(DATA EXCERPTS begins)

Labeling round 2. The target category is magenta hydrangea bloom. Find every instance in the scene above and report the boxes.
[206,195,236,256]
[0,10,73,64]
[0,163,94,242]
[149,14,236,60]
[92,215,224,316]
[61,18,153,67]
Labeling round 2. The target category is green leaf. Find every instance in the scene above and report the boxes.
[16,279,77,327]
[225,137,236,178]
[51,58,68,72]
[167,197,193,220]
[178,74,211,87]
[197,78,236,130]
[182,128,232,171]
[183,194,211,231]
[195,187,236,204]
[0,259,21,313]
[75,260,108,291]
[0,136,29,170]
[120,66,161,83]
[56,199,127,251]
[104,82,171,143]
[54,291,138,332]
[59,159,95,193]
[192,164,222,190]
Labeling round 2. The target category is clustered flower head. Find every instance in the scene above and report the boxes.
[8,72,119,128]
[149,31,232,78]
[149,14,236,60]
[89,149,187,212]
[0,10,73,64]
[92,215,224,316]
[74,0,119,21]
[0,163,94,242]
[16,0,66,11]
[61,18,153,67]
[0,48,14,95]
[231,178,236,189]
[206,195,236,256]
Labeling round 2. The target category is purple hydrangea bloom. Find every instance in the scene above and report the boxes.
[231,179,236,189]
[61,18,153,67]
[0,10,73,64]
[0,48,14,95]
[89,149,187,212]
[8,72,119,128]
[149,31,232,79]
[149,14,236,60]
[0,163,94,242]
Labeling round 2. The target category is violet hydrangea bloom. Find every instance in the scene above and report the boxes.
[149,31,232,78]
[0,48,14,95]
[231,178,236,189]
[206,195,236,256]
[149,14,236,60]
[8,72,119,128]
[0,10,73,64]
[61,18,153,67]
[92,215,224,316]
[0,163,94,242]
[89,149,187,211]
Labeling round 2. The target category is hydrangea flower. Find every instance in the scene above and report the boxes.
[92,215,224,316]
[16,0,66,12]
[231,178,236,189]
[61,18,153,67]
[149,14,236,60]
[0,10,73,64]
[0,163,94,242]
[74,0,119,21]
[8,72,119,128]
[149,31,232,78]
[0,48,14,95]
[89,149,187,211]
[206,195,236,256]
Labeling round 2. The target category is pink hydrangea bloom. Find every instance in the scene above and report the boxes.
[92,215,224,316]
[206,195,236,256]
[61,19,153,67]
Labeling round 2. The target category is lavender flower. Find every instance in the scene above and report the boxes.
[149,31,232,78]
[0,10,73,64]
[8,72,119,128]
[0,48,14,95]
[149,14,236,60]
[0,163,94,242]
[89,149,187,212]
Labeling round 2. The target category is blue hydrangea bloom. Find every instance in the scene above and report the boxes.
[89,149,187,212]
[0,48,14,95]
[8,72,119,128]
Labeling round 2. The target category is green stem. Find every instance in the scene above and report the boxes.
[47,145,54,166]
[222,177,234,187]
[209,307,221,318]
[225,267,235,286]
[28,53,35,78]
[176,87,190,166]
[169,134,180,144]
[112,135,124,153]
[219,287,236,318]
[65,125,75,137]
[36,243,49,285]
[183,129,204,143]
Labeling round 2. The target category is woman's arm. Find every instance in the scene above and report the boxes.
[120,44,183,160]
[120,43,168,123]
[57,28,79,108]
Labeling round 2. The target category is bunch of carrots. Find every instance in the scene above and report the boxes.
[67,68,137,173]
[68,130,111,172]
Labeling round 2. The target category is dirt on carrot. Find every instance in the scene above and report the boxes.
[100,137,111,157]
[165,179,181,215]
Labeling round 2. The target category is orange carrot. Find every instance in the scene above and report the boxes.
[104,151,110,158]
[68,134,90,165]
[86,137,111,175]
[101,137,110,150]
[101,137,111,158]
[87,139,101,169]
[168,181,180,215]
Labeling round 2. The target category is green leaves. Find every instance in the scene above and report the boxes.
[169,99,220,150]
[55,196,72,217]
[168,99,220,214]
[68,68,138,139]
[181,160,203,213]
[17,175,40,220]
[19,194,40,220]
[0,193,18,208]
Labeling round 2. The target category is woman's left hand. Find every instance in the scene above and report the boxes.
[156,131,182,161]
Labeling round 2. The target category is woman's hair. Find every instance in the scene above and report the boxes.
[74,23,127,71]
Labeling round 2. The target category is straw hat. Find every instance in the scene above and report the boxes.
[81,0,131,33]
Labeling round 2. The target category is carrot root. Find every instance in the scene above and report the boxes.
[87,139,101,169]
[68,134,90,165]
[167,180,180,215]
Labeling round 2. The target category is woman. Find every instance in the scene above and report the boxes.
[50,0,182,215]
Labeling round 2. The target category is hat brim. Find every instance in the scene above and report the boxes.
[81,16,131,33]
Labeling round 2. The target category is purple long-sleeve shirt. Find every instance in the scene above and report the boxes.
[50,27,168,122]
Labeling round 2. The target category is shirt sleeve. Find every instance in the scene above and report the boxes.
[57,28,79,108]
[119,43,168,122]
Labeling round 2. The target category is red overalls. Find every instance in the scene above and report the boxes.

(DATA EXCERPTS ends)

▸ **TASK STATEMENT**
Starting at the line that contains "Labeling round 2. The target category is straw", print every line through the end of the listing, word for word. Leave out all the rest.

▸ **REPLY**
Labeling round 2. The target category is straw hat. Find every instance in the scene above and report the boxes.
[81,0,131,33]
Labeling round 2. The target category is carrot root. Find every instance in the scene above and report the boxes.
[87,139,101,169]
[68,134,90,165]
[167,180,180,215]
Labeling round 2. The target category is woman. Find every instance in the scene above and report the boxes.
[50,0,182,215]
Labeling round 2. The target category is hat brim. Find every instance in the scene above and report the boxes.
[81,16,131,33]
Labeling round 2. The target category is purple long-sleeve shirt. Find every instance in the scene above and report the boxes.
[50,27,168,122]
Labeling round 2. The target category is shirt sleeve. Find every instance in the scene above and report the boxes.
[57,28,79,108]
[119,43,168,122]
Labeling round 2. The target category is red overalls. Find every instance in the scene above and report the boxes.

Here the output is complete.